**Material to process:**

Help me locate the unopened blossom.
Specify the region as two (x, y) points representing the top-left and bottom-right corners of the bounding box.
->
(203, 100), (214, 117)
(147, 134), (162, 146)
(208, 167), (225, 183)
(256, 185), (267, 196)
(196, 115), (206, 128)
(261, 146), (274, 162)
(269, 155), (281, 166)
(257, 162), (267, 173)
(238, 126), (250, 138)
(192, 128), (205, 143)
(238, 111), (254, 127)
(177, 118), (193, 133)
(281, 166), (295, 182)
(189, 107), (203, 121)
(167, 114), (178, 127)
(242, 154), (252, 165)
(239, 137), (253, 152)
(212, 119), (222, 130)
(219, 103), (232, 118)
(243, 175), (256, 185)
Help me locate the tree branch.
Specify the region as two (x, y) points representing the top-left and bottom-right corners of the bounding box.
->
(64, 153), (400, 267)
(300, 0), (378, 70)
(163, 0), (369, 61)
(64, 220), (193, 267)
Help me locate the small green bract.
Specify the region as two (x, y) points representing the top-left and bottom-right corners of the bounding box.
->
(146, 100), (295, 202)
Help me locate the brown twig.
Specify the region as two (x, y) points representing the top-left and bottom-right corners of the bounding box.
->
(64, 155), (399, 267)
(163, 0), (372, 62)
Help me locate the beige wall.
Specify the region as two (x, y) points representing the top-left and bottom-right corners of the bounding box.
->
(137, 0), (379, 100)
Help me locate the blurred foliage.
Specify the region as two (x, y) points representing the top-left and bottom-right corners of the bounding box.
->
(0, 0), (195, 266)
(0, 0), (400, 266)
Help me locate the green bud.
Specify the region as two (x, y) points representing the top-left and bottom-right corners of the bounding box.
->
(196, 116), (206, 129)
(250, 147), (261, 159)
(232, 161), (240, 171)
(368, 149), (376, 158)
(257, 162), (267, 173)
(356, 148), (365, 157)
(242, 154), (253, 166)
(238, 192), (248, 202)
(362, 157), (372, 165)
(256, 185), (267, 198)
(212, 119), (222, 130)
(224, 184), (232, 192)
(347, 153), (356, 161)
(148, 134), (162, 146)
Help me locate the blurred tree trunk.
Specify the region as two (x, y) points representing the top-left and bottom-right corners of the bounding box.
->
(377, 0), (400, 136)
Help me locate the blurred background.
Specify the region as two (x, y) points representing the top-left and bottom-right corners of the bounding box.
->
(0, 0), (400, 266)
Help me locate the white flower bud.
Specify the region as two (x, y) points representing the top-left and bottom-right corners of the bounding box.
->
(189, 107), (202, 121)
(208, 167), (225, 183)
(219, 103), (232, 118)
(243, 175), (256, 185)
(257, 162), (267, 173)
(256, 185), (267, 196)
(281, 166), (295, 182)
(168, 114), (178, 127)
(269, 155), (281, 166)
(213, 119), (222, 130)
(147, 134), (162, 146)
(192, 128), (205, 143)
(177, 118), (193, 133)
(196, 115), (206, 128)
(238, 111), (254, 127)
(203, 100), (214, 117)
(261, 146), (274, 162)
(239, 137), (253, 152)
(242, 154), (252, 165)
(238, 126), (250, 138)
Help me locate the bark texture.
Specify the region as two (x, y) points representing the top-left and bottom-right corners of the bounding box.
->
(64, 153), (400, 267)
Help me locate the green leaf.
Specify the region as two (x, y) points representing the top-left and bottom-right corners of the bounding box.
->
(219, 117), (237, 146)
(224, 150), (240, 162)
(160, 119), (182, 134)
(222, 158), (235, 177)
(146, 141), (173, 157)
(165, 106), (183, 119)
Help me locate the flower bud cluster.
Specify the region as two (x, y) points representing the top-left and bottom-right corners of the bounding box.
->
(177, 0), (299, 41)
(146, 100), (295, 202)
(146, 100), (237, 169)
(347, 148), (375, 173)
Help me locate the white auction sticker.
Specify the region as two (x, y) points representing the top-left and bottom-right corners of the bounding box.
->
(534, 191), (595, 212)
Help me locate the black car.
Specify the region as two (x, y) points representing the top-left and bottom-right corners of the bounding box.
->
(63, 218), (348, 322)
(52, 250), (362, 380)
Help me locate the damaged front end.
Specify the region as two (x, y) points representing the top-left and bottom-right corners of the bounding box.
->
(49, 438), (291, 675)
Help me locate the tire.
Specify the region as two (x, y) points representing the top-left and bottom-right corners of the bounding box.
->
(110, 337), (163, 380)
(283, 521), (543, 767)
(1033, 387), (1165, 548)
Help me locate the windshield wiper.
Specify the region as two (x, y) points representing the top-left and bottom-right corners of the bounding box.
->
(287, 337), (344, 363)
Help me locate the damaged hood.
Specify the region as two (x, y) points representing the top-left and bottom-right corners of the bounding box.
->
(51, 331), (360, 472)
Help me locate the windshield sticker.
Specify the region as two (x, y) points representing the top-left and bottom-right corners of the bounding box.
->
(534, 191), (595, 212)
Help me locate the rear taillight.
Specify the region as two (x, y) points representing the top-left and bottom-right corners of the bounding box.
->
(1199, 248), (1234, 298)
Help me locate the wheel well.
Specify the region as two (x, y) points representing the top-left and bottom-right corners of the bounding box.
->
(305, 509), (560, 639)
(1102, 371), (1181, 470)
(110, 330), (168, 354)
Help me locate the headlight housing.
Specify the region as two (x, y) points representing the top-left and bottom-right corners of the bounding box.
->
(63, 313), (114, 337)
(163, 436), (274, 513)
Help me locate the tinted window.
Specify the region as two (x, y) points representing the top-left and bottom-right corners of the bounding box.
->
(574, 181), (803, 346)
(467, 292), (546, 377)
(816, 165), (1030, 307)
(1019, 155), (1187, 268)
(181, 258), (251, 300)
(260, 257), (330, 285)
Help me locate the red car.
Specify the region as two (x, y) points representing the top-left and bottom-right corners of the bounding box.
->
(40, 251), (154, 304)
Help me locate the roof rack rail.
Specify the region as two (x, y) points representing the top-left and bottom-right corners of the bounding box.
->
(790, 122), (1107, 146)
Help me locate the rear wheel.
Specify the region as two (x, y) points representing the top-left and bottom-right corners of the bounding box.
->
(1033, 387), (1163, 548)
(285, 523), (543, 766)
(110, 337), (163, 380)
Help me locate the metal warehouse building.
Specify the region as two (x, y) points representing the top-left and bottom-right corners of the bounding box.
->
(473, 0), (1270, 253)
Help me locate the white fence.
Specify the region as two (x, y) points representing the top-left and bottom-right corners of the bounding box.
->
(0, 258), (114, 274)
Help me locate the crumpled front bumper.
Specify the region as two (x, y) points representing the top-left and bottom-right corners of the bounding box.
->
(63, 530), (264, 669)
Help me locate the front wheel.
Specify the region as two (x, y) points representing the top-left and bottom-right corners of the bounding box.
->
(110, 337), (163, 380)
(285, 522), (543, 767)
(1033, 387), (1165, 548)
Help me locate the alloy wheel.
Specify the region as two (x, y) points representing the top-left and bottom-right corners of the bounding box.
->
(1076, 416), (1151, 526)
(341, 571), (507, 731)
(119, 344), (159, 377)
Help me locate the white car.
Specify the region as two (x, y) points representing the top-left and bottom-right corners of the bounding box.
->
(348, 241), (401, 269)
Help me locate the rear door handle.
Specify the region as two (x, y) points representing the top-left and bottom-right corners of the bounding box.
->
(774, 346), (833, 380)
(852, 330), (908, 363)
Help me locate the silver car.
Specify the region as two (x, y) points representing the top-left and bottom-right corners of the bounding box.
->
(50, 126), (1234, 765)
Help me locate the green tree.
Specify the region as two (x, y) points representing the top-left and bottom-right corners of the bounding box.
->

**Instructions to follow:**
Please write out all of the records above again, word for word, without changing anything.

**Written solution:**
Help me locate the unopened blossom.
Specify the region as two (x, y) points representing the top-left and bottom-right corners of the bounding box.
->
(203, 100), (214, 117)
(147, 134), (162, 146)
(208, 167), (225, 183)
(256, 185), (267, 196)
(196, 115), (206, 128)
(261, 146), (274, 162)
(269, 155), (281, 166)
(257, 162), (267, 173)
(238, 126), (250, 138)
(192, 128), (205, 143)
(238, 111), (254, 127)
(177, 118), (193, 133)
(281, 166), (295, 182)
(189, 107), (203, 121)
(167, 114), (178, 127)
(242, 154), (252, 165)
(239, 137), (253, 152)
(212, 119), (222, 130)
(219, 103), (232, 118)
(243, 175), (256, 185)
Help me locate the tree branch.
Specify the region as two (x, y) points representing the top-left and bottom-right corners of the bounding box.
->
(64, 153), (400, 267)
(300, 0), (378, 70)
(163, 0), (369, 61)
(64, 220), (193, 267)
Help me locate the small green bract.
Specify the region as two (x, y) points representing the top-left and bottom-right corners of the bounding box.
->
(146, 100), (295, 202)
Help me locate the brown twig.
Specify the region as two (x, y) points representing the top-left and bottom-right corners of the bounding box.
->
(64, 155), (399, 267)
(163, 0), (372, 62)
Help me locate the beige wall.
Specify the region as two (x, y) points representing the top-left and bottom-right corners of the bounding box.
->
(137, 0), (379, 100)
Help me locate the blurred foliage.
Specify the region as two (x, y) points representing the top-left and bottom-right corners of the bounding box.
->
(0, 0), (195, 266)
(0, 0), (400, 266)
Help me locate the green bud.
Specify the region as two (x, y) points representing the top-left and bottom-right corners of the bounding box.
->
(196, 116), (206, 129)
(250, 147), (261, 159)
(232, 161), (240, 171)
(368, 149), (376, 158)
(257, 162), (267, 173)
(356, 148), (365, 157)
(242, 154), (253, 166)
(238, 192), (248, 202)
(362, 157), (372, 165)
(256, 185), (267, 198)
(212, 119), (222, 130)
(224, 184), (232, 192)
(347, 153), (356, 161)
(148, 134), (162, 146)
Help me locate the blurred tree trunk.
Specify the region as two (x, y) points representing the top-left and bottom-right corners of the bounding box.
->
(377, 0), (400, 136)
Help me locate the blurred background.
Specify the region as two (x, y) points representing the top-left and bottom-right corners of the bounding box.
->
(0, 0), (400, 266)
Help me locate the white flower bud.
Specify the region as two (x, y) points representing the top-left and bottom-right corners of the bounding box.
->
(189, 107), (202, 121)
(208, 167), (225, 183)
(219, 103), (232, 118)
(243, 175), (256, 185)
(257, 162), (267, 173)
(256, 185), (267, 196)
(281, 166), (295, 182)
(168, 114), (178, 127)
(269, 155), (281, 166)
(213, 119), (222, 130)
(147, 134), (162, 146)
(192, 128), (205, 143)
(177, 118), (193, 133)
(196, 115), (206, 128)
(238, 111), (254, 127)
(203, 100), (214, 117)
(261, 146), (274, 162)
(239, 137), (253, 152)
(242, 154), (252, 165)
(238, 126), (250, 138)
Help me locate the bark texture.
Specify the region as two (x, y) points representing the top-left and bottom-right corners of the bounding box.
->
(64, 153), (400, 267)
Help me locate the green leaf.
Specify the region as two (x, y) points representing the top-left and bottom-right corners of the bounding box.
->
(219, 117), (237, 146)
(224, 150), (240, 162)
(160, 119), (182, 134)
(222, 158), (235, 177)
(146, 141), (173, 157)
(165, 106), (183, 119)
Help me locate the flower bud cluster.
Specify the region as two (x, y) points representing the top-left and bottom-right corners of the bounding box.
->
(177, 0), (299, 41)
(146, 100), (295, 202)
(146, 100), (237, 169)
(347, 148), (375, 173)
Help me locate the white auction sticker.
Specify the region as two (x, y) points representing the top-left and bottom-right corners of the bounding box.
->
(534, 191), (595, 212)
Help me locate the black car.
Specify the region as two (x, y) points representing the top-left and bottom-right corners of the bounding box.
->
(63, 218), (348, 322)
(52, 250), (362, 380)
Help me locate the damaged front end.
Specify the region as two (x, y) points representing the top-left and bottom-right corners of the bounding box.
->
(49, 438), (291, 675)
Help me locate the tire.
Specify the region as two (x, y) points representing the top-left and bottom-right corners of the bounding box.
->
(110, 337), (163, 380)
(283, 521), (543, 767)
(1033, 387), (1165, 548)
Help me locate the windshield wiper.
Specify the region as two (x, y) points representing the top-left and bottom-right corners of the bounding box.
->
(287, 337), (344, 363)
Help me locate the damaged hood.
Specify the region as two (x, y) points representing the top-left and bottom-right corners of the bounding box.
->
(51, 331), (360, 472)
Help me locate the windshield sticker.
Specify the region as two (x, y) points representing the top-left and bottom-right corners of the bounding box.
->
(534, 191), (595, 212)
Help me locate the rear taillight.
Specify the region as two (x, y) points representing the top-left and bottom-right corners of the bounding box.
->
(1199, 248), (1234, 298)
Help me locate the wheel well.
Specify the region as two (x, y) points representing the top-left and bottom-right corners of the bounding box.
->
(305, 509), (560, 639)
(1102, 371), (1181, 470)
(110, 330), (168, 354)
Help me locate the headlight housing.
Specify the region as two (x, y) points representing the top-left and bottom-right corners of the bounding box.
->
(63, 313), (114, 337)
(163, 436), (274, 513)
Help me locate the tinted window.
Specify the region as two (x, y) points representing the top-left and bottom-right corners of the bounding box.
->
(574, 181), (803, 346)
(467, 292), (546, 377)
(816, 165), (1030, 307)
(1019, 155), (1187, 268)
(181, 258), (251, 300)
(260, 257), (330, 285)
Help me locate the red car.
Specify the region as two (x, y) points representing the top-left and bottom-right corners of the bounding box.
->
(40, 251), (154, 304)
Help me locate the roof rack rail.
Specify the region as two (x, y) points representing the top-left and bottom-right corners of the bounding box.
->
(790, 122), (1107, 146)
Help me locate the rear wheel.
Specify the region as two (x, y) points representing the top-left and bottom-right corners of the bounding box.
->
(1033, 387), (1163, 548)
(285, 523), (543, 766)
(110, 337), (163, 380)
Help me locate the metal warehouse building.
Specify the region as two (x, y) points representing the top-left and bottom-right corners of the bounding box.
->
(473, 0), (1270, 253)
Help me locate the white fence.
Specify the region as two (x, y) points representing the top-left and bottom-right corners of the bounding box.
->
(0, 258), (114, 274)
Help me locate the crumpled front bumper.
Specify the region as two (x, y) points representing the top-left and bottom-right corners of the bounding box.
->
(63, 530), (264, 669)
Help me locate the front wheel.
Specify the region as two (x, y) points representing the top-left and bottom-right corners of the bounding box.
->
(110, 337), (163, 380)
(285, 522), (543, 767)
(1033, 387), (1165, 548)
Help me locate the alloy wheel.
Specify the region as two (x, y) points representing the top-left and bottom-right corners of the bounding box.
->
(1076, 416), (1151, 526)
(341, 571), (507, 731)
(119, 344), (159, 377)
Help me locate the white car.
Specify the region as two (x, y) points representing the top-left and bottom-right corners of the bounding box.
->
(348, 241), (401, 269)
Help me locate the rear door handle.
Specify the region as two (x, y) points representing the top-left and bottom-right corners of the bounding box.
->
(774, 346), (833, 380)
(852, 330), (908, 363)
Help me locate the silver car.
Specify the region as two (x, y) points representing the top-left and bottom-right corners of the bounding box.
->
(50, 126), (1234, 765)
Help me locate the green tree.
Specify the region as two (x, y) points representing the top-left and bottom-right corners of the bounding box.
->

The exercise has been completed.